_What to work on_
Replace "loose" with "approximate" in the records from their first line through the line that contains "box: [736, 629, 826, 681]", and give only those lines back with nothing else altered.

_Exercise input_
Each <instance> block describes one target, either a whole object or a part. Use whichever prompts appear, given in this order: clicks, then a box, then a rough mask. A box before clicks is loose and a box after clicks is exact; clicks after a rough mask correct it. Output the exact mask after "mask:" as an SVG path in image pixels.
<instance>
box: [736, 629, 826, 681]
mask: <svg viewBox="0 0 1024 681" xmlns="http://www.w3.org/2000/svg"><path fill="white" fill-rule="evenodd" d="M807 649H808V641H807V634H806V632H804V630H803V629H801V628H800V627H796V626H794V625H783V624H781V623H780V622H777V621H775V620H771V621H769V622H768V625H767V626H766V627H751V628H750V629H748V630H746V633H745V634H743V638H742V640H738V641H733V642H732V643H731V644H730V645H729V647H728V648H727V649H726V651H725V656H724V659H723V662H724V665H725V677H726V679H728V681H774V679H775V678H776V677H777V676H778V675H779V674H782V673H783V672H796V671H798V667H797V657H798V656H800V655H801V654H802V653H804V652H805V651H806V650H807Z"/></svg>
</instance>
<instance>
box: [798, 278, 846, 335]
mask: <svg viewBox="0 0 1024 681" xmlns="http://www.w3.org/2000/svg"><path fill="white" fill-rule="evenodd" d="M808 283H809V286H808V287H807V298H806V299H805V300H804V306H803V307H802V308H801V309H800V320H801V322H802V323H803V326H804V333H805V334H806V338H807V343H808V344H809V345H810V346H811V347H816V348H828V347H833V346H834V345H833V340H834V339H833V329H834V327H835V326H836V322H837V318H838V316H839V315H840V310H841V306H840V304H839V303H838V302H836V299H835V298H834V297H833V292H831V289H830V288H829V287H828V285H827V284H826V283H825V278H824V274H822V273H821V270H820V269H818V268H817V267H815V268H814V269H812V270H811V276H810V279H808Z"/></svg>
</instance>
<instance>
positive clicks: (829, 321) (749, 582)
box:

_Task answer_
Each <instance> block describes one target, either a whole object or a part. Use whichever prompts appear, given in this order: clicks, then a box, then a rough mask. A box before clicks is approximate and a box after clicks is exact; clicks after a rough mask correct it. Output the exact mask after "mask:" as an SVG path in image pixels.
<instance>
box: [736, 629, 826, 681]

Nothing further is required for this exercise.